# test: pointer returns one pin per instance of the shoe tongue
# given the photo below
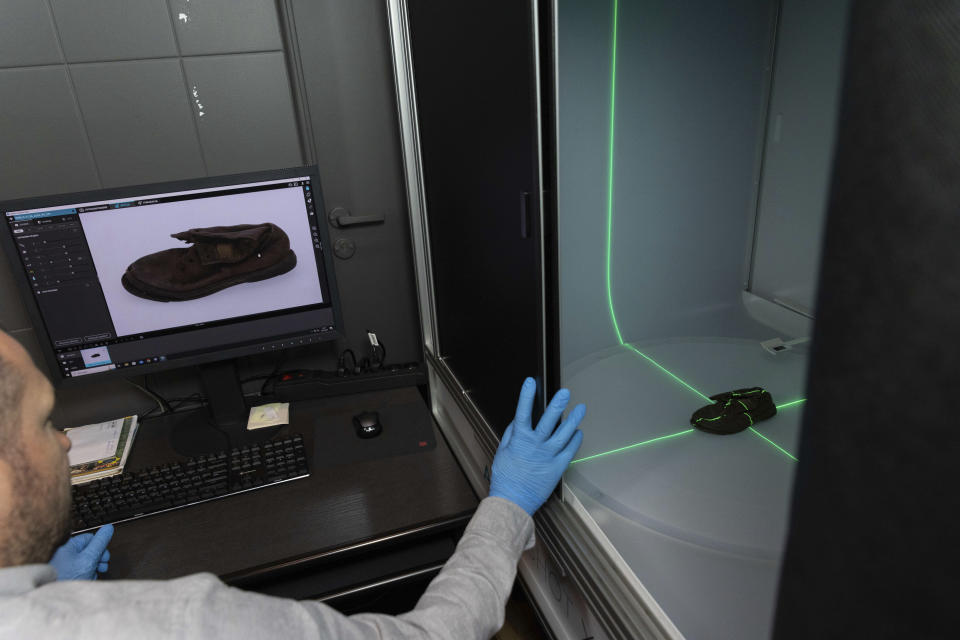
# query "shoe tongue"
(218, 245)
(224, 252)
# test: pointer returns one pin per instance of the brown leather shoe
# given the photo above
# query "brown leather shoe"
(219, 258)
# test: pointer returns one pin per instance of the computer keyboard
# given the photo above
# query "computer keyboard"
(148, 491)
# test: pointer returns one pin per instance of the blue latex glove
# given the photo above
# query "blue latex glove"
(83, 556)
(530, 462)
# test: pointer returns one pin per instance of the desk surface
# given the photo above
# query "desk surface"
(299, 522)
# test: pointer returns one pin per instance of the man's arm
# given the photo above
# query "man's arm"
(468, 598)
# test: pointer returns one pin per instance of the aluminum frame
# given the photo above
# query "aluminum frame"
(608, 587)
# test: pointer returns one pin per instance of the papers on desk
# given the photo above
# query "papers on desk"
(268, 415)
(100, 450)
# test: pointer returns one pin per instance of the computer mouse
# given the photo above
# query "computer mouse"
(367, 424)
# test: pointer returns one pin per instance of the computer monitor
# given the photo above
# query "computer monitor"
(135, 280)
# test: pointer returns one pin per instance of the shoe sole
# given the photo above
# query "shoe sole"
(278, 269)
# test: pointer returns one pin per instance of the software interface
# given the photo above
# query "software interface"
(161, 276)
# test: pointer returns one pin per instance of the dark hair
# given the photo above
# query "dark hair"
(11, 390)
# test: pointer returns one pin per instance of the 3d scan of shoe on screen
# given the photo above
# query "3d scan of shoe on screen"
(220, 257)
(734, 411)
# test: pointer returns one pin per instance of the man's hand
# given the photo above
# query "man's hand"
(83, 556)
(530, 462)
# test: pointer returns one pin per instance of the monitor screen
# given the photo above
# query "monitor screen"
(138, 279)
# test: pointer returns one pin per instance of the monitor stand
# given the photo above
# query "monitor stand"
(223, 424)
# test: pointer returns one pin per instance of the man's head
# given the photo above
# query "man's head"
(34, 474)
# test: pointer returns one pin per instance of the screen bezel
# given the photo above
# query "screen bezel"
(39, 325)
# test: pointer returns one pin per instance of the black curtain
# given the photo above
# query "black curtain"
(872, 545)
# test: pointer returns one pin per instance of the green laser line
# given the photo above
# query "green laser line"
(778, 447)
(665, 370)
(790, 404)
(613, 102)
(634, 446)
(609, 269)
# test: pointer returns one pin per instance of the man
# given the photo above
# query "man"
(466, 600)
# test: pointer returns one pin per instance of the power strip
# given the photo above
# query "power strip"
(306, 385)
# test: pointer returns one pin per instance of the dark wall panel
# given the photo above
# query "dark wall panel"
(476, 93)
(872, 547)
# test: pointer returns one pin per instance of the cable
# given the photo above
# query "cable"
(273, 374)
(342, 366)
(162, 404)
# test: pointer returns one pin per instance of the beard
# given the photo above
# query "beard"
(40, 520)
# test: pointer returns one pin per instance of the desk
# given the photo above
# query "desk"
(327, 534)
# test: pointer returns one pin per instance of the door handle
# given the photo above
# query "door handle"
(340, 217)
(525, 215)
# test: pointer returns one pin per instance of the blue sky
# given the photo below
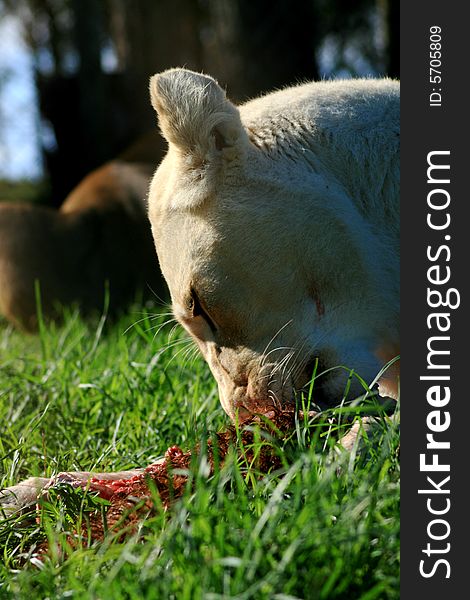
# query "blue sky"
(19, 120)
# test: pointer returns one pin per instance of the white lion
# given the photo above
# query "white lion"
(276, 225)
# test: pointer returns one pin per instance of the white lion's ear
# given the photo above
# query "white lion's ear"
(194, 112)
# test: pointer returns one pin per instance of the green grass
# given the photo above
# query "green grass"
(95, 395)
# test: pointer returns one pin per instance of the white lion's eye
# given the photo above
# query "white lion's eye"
(196, 309)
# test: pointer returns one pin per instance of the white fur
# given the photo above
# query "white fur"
(283, 215)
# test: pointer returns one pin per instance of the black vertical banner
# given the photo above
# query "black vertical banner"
(435, 267)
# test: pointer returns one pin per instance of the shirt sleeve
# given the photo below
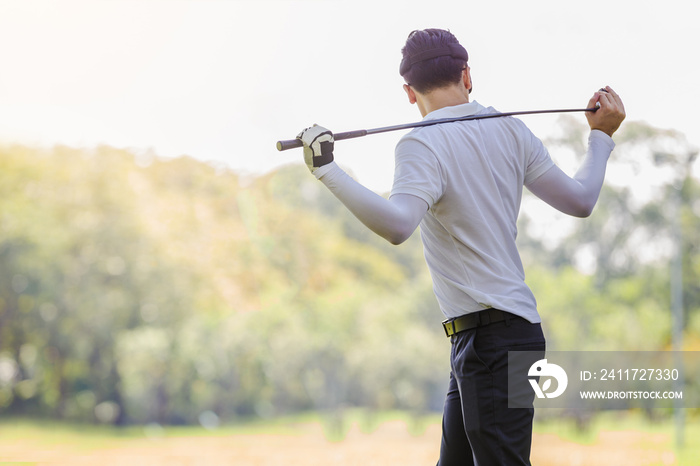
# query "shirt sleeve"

Task prompt → Reproduce every line of the entries starting at the line containing "# test: pointer returns one pin per instance of the door" and ending at the final line of the entries, shifting each number in the answer coordinates up by 79. Omit the pictures from your output.

Solution for this exercise →
# test: pointer returns one pin per instance of the door handle
# given the photo above
# query "door handle"
(419, 296)
(604, 294)
# test: pointer returns one pin per instance of the blue sky
# given the photo below
# query "blue sky"
(98, 199)
# test: pointer returns one pin per instance of the white lion
# given the photo above
# query "white lion"
(355, 304)
# test: pointer returns one pin per instance of the white lion's ear
# given the photo above
# query "white lion's ear"
(273, 191)
# test: pointer returns one pin per instance of the green grass
# given the photo above
# query "green grass"
(174, 474)
# test: pointer returns one pin per instance of the white lion's eye
# given the photo above
# query "white lion's eye"
(275, 388)
# test: pointer returns one pin per instance of the white fur
# given the photo above
# query "white fur"
(362, 294)
# test: pointer returns one pin per instance of the black vertical banner
# given the photo above
# query "black vertical banner"
(514, 346)
# test: pointer returns one pin per instance of the shirt sleeve
# given the photo below
# query "shirt sleeve"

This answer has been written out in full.